◆ **What this task involves**
Extract every line in the items below that contains the string "metal".

◆ **Material provided**
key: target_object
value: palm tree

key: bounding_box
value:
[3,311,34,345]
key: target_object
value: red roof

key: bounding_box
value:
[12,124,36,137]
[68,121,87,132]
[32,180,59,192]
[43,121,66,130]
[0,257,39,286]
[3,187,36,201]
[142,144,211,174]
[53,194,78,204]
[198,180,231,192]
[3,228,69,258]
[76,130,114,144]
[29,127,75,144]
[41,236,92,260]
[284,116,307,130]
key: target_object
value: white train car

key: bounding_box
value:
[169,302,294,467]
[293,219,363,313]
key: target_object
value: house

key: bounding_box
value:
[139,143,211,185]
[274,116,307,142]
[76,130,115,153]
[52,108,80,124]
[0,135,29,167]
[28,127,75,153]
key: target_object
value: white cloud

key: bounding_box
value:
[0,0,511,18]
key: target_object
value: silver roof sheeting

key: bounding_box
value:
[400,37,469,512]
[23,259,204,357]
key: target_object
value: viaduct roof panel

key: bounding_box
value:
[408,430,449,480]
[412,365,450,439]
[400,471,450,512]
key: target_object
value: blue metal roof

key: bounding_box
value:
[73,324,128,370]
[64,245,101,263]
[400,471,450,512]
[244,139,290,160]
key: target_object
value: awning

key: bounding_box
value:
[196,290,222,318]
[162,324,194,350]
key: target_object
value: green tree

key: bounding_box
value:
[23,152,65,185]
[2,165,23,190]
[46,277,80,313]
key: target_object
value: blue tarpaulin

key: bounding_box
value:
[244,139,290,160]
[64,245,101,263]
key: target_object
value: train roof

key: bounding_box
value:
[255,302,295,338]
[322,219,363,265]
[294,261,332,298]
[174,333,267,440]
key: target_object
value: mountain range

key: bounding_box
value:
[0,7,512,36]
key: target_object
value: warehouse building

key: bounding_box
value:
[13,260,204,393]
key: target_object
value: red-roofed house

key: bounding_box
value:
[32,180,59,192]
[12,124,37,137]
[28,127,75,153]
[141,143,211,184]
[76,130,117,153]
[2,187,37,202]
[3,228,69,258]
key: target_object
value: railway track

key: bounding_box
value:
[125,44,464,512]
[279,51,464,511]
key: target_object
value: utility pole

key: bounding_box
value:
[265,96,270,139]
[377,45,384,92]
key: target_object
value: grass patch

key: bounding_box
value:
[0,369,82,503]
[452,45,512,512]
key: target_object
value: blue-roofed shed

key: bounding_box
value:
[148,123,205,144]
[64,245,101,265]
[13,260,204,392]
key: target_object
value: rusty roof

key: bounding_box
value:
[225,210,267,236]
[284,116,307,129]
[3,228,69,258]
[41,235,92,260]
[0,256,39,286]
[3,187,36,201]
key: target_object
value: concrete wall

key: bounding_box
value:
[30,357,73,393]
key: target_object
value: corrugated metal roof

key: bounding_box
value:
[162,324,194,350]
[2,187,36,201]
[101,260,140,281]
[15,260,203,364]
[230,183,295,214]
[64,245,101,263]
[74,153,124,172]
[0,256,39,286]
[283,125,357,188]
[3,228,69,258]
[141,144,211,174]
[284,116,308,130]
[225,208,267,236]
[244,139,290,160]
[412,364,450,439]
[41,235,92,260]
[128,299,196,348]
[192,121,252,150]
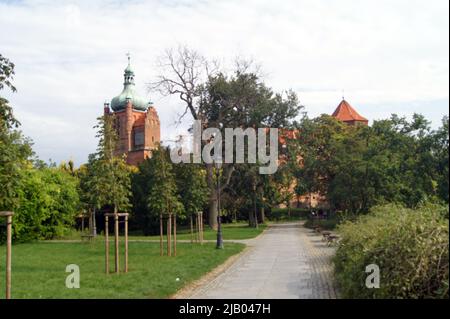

◆ **Correct output**
value: blue metal roof
value: corrugated metal roof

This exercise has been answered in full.